##### DATA LISTING #####
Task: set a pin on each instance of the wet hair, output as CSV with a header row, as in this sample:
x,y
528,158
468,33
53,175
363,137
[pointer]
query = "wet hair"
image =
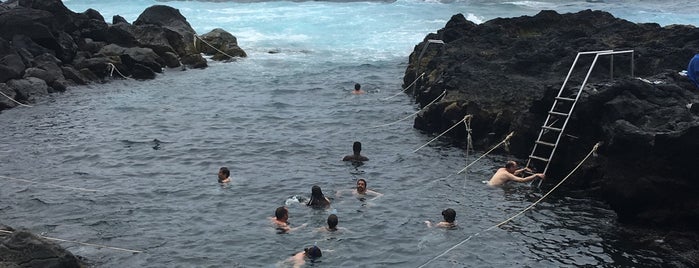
x,y
317,198
225,171
362,180
281,212
313,252
449,215
357,147
332,221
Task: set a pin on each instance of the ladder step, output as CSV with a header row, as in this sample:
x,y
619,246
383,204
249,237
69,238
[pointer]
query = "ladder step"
x,y
558,113
546,143
538,158
552,128
564,99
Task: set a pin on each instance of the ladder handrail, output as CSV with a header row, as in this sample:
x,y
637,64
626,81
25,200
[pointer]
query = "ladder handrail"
x,y
574,102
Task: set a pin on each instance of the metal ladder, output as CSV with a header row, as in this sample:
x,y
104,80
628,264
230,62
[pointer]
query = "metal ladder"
x,y
559,114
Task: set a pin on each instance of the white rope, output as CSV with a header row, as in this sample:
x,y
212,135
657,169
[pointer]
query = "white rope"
x,y
406,88
195,45
486,153
457,123
423,108
594,148
469,143
112,68
21,104
50,184
82,243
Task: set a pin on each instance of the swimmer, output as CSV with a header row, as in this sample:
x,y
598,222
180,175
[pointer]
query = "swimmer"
x,y
357,89
449,220
281,220
362,190
356,156
332,225
224,175
312,253
318,200
511,173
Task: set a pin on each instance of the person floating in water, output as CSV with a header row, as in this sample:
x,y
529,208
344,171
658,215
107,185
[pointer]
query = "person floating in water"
x,y
449,219
363,191
318,200
312,253
224,175
281,220
356,156
357,89
511,173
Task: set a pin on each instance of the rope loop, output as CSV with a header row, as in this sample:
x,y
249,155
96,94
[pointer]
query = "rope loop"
#####
DIRECTION:
Retype exactly, please, each line from the line that contains "ladder step, output" through the last line of the entries above, with nothing added.

THE OUTPUT:
Task: set a pin on each instance of the ladder step, output as CSV with a header row, as in this sample:
x,y
619,246
383,204
249,237
69,238
[pointer]
query = "ladder step"
x,y
558,113
546,143
538,158
552,128
564,99
Task: set a pin on each instance of the ladder handrail, output as CSV with a header row, as in this sample:
x,y
637,64
626,81
25,200
[pointer]
query = "ladder handrail"
x,y
574,102
Task: set a pin on each instance of the metal ladder, output as CSV with a header row, as in this sample:
x,y
104,80
628,264
230,62
[pointer]
query = "metal ladder"
x,y
559,114
Task: set a pin on each instance of the white rope, output as CSV with a header row, as in this sample:
x,y
212,135
657,169
[pointer]
query = "white rope"
x,y
406,88
195,45
486,153
457,123
423,108
594,148
469,143
112,68
21,104
50,184
82,243
Task: set a pin on each instance of the swimmer, output as CSV with a header row, as in this sample:
x,y
598,222
180,175
[pointer]
query = "swimmer"
x,y
357,89
449,220
281,220
362,190
356,156
332,225
224,175
312,253
318,200
511,173
Task: set a pin on each instance of the person floating in water, output as CSV with a header row, as in this sample:
x,y
529,208
344,171
658,215
107,185
[pointer]
query = "person floating in water"
x,y
449,219
363,191
318,200
312,253
224,175
281,220
356,156
357,89
511,173
Task: set a pin on each instance of the rope loop, output as CSV with a header row, as in this sample:
x,y
249,155
96,94
[pointer]
query = "rope loop"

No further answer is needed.